» Document section:
|---|
Given two sets $A, B$ let $f:A\to B$ be surjective and suppose $R\subseteq A\times A$ is an antisymmetric relation. Does it follow that $S=\{(b,b')\in B\times B\ \vert \exists a,a'\in A: a R a', f(a) = b, f(a') = b' \}$ is also antisymmetric?

Here's my work. If $R=\emptyset$ then $S=\emptyset$ and they're both antisymmetric.

So let $R\neq\emptyset$ be antisymmetric and suppose $b,b'\in B$ satisfy $b S b'$ and $b' S b$. Then there exist $a_1,a_2,a_3,a_4\in A$ such that $a_1 R a_2, a_3R a_4$ and $f(a_1) = b = f(a_4), f(a_2)= b'=f(a_3).$ Since in general we may assume that the $a_i$ are distinct and $f$ is not injective, $b= b'$ does not follow.

Is this correct, and enough? Or should I construct an explicit counterexample?
|---|
» Supplied information:
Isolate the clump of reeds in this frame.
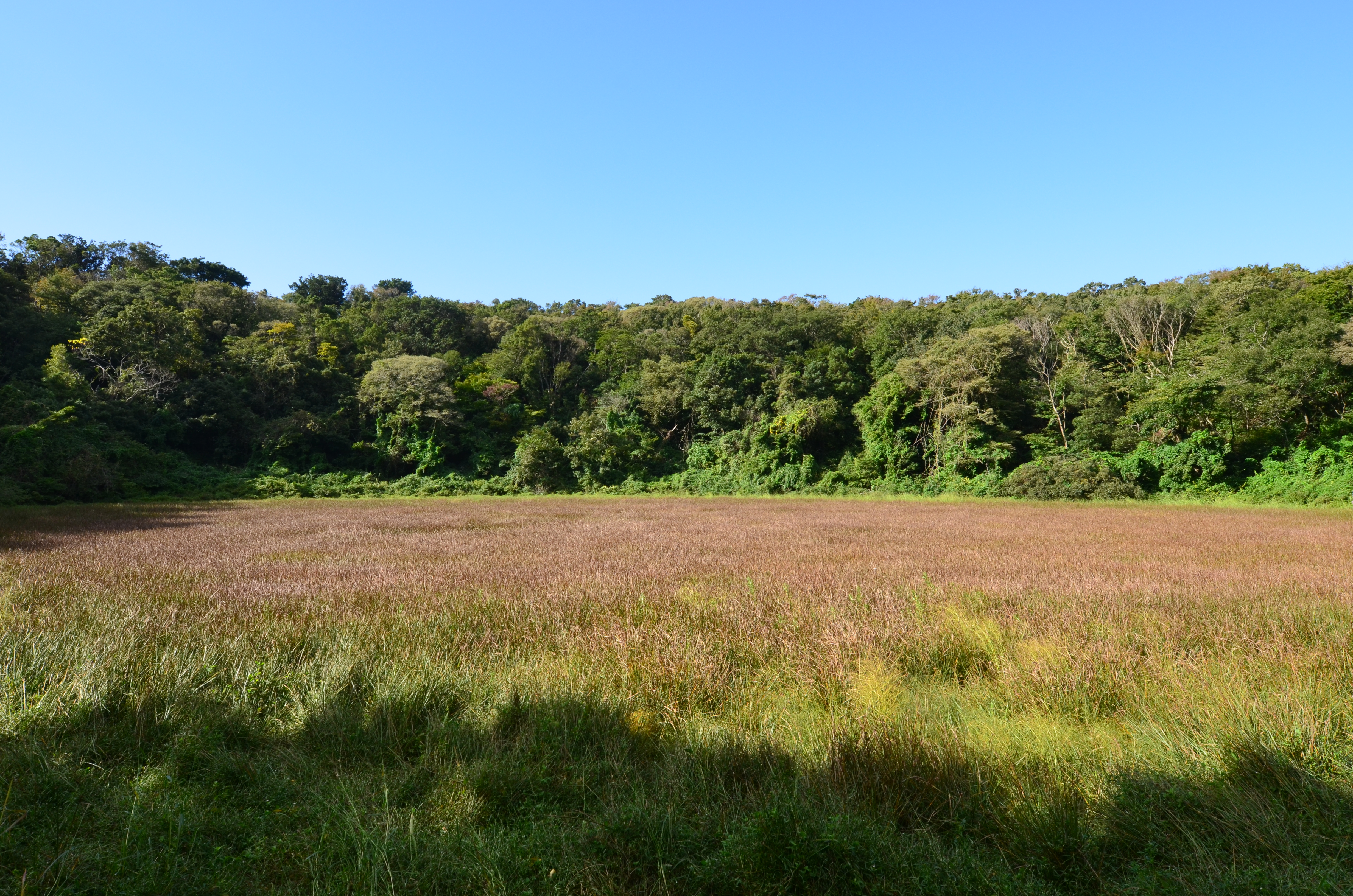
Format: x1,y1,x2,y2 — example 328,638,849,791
0,498,1353,892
|---|
» Complete the following:
a) Can you give the passage of the forum post on relations and surjective maps from "Given two sets" to "does not follow." again, with "antisymmetric" changed to "transitive"?
b) How would the sentence "Or should I construct an explicit counterexample?" from the forum post on relations and surjective maps read in Spanish?
c) Can you restate the paragraph of the forum post on relations and surjective maps that begins "So let $R\neq\emptyset$ be antisymmetric" as a short list, keeping its main facts?

» Outputs:
a)
Given two sets $A, B$ let $f:A\to B$ be surjective and suppose $R\subseteq A\times A$ is an transitive relation. Does it follow that $S=\{(b,b')\in B\times B\ \vert \exists a,a'\in A: a R a', f(a) = b, f(a') = b' \}$ is also transitive?

Here's my work. If $R=\emptyset$ then $S=\emptyset$ and they're both transitive.

So let $R\neq\emptyset$ be transitive and suppose $b,b'\in B$ satisfy $b S b'$ and $b' S b$. Then there exist $a_1,a_2,a_3,a_4\in A$ such that $a_1 R a_2, a_3R a_4$ and $f(a_1) = b = f(a_4), f(a_2)= b'=f(a_3).$ Since in general we may assume that the $a_i$ are distinct and $f$ is not injective, $b= b'$ does not follow.

b) ¿O debería construir un contraejemplo explícito?

c)
- Assume $R\neq\emptyset$ is antisymmetric, and take $b,b'\in B$ with $b S b'$ and $b' S b$.
- Then some $a_1,a_2,a_3,a_4\in A$ satisfy $a_1 R a_2$, $a_3 R a_4$, $f(a_1)=b=f(a_4)$ and $f(a_2)=b'=f(a_3)$.
- Since the $a_i$ may in general be assumed distinct and $f$ is not injective, $b=b'$ does not follow.